### OBJECTIVE
Please count the lines in the records below that contain the string "blue", matching case exactly, and give only the number.

>> Begin DATA

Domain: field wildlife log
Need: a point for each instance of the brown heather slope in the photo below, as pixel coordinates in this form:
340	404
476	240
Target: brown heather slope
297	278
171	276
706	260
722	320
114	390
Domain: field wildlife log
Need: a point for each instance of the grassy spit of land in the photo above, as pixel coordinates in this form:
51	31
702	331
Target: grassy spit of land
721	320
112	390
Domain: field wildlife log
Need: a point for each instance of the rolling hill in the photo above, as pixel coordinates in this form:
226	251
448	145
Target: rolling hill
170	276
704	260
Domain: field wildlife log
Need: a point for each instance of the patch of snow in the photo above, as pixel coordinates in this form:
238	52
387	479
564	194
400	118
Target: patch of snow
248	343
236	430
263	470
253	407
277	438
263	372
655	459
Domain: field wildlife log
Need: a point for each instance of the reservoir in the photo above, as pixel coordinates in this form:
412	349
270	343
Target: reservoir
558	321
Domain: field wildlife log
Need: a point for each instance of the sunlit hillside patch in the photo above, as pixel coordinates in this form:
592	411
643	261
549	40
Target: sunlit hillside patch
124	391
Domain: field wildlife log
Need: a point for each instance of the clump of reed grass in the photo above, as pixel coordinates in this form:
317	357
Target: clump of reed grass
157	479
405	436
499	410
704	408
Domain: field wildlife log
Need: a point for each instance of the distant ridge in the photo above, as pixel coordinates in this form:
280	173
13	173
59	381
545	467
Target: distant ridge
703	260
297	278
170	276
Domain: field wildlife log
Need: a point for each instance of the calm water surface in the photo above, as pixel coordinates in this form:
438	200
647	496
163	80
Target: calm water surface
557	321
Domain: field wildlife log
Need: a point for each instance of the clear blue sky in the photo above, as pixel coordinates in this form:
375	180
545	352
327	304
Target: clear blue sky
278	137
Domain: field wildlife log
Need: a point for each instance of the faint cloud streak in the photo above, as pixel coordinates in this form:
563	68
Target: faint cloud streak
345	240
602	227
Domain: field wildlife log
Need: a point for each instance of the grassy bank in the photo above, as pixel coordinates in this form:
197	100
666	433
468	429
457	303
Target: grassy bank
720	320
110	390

>> End DATA

### RESULT BELOW
2